**PASSAGE FOR REVIEW:**
● ● ● ● ● ● ●
An astonishing world of active warring ants and heavy armored soldier termites was discovered by paleontologists in Burmese amber that dates to the middle of the Cretaceous period. Due to the well-preserved integrity of the examples and their abundance, scientists had a possibility to learn much new about the early representatives of the species that still exist and thrive.
Fossil insects — an armored termite and an ant trapped in amber (see the picture below) were contemporaries of dinosaurs.

Ants’ age is 99 million years, while termites are even one million years older. The fossils demonstrate an amazing level of social organization that had been reached very early in their historical development. A group of ants, for example, got locked in amber at the moment of their fighting with representatives of another spices, with their jaws remaining clutched.
It turned out that Cretaceous termites (the Age of Reptiles, the Cretaceous period (145-66 million years ago) had already managed by that time to acquire different adaptations in the organisms of soldier and worker termite casts.
● ● ● ● ● ● ●
**TRY IT:** Please continue the passage above on Cretaceous ants and termites in Burmese amber, starting after its final sentence.
● ● ● ● ● ● ●
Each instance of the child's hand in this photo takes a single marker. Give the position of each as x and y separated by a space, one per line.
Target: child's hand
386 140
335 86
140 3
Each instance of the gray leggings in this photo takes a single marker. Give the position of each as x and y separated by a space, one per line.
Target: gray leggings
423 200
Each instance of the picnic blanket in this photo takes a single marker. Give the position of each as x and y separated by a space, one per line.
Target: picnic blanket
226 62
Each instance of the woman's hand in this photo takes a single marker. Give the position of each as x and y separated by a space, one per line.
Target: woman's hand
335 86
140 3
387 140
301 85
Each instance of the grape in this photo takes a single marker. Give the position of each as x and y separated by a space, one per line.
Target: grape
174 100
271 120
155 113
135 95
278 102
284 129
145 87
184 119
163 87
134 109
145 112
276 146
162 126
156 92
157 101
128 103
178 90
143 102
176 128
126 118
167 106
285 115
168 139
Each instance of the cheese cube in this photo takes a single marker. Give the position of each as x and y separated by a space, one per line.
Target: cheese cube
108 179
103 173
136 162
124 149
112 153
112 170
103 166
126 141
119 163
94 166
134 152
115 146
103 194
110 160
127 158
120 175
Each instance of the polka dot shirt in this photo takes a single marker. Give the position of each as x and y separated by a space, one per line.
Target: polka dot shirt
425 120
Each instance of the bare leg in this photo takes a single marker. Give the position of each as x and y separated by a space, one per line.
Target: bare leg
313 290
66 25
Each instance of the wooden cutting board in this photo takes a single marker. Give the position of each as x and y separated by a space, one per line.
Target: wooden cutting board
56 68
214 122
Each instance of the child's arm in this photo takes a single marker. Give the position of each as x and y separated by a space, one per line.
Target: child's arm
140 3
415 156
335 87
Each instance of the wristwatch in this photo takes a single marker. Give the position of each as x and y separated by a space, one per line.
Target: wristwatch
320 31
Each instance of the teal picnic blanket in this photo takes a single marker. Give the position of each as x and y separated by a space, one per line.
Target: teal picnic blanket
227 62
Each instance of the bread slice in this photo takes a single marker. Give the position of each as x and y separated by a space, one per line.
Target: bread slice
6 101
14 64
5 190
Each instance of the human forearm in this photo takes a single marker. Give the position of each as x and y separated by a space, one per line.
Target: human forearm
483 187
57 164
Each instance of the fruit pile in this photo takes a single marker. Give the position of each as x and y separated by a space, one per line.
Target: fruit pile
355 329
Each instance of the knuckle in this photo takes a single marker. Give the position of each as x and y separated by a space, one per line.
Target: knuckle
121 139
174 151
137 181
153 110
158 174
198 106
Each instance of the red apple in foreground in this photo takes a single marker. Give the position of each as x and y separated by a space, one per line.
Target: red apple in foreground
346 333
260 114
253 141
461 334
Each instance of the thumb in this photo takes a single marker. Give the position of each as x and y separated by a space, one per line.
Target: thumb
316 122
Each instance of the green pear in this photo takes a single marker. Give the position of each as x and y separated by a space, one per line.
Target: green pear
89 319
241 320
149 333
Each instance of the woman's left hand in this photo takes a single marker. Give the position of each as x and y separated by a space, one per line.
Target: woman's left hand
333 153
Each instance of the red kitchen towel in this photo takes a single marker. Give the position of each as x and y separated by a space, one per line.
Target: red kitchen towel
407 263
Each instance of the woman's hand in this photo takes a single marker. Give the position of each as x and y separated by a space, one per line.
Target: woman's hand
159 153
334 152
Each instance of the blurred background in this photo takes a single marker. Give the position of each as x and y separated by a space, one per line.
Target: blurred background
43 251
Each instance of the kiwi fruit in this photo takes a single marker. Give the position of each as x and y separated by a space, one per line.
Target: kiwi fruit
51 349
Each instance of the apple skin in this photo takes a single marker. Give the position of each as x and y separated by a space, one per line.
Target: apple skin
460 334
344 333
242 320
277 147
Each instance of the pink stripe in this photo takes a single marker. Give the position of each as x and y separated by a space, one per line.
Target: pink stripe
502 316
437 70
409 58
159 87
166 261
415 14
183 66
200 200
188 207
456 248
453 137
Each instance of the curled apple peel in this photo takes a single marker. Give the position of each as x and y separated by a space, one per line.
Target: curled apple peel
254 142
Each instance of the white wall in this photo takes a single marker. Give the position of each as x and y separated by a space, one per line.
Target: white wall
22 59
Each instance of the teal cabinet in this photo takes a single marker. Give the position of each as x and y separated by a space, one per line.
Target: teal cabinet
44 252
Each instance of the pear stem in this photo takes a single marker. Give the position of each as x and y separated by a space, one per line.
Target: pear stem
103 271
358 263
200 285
● ● ● ● ● ● ●
**YOUR RESPONSE:**
The conclusions, reached by the scientists, due to the find of termites in amber
Termites are the earliest animals capable of making social groups, as one of the researchers of the study Philip Barden, a postdoctoral scientist at the American Museum of Natural History (AMNH) in New York said. “Up until now, the oldest termite soldiers that we knew about were 20 million years old, so we have 80 million years longer of a record”, he mentioned, adding that there had been found termite remains of the age of 100 million years but it was fossils of winged termites, reproductive individuals, not representatives of the serving casts.
Judging by the finds in amber, in the Cretaceous period just as today, a termite colony was comprised of three castes of the insects: reproductive individuals with wings, worker termites, whose responsibilities were to collect food and to construct tunnels, and soldiers, occupied with dwellings protection. Two last castes are very well distinguishable: a soldier was characterized by a large armored head, while workers, in comparison with the former, looked gentle and inexpressive. “A worker is just very killable, and the soldier is like an armored tank of a thing”, Barden said.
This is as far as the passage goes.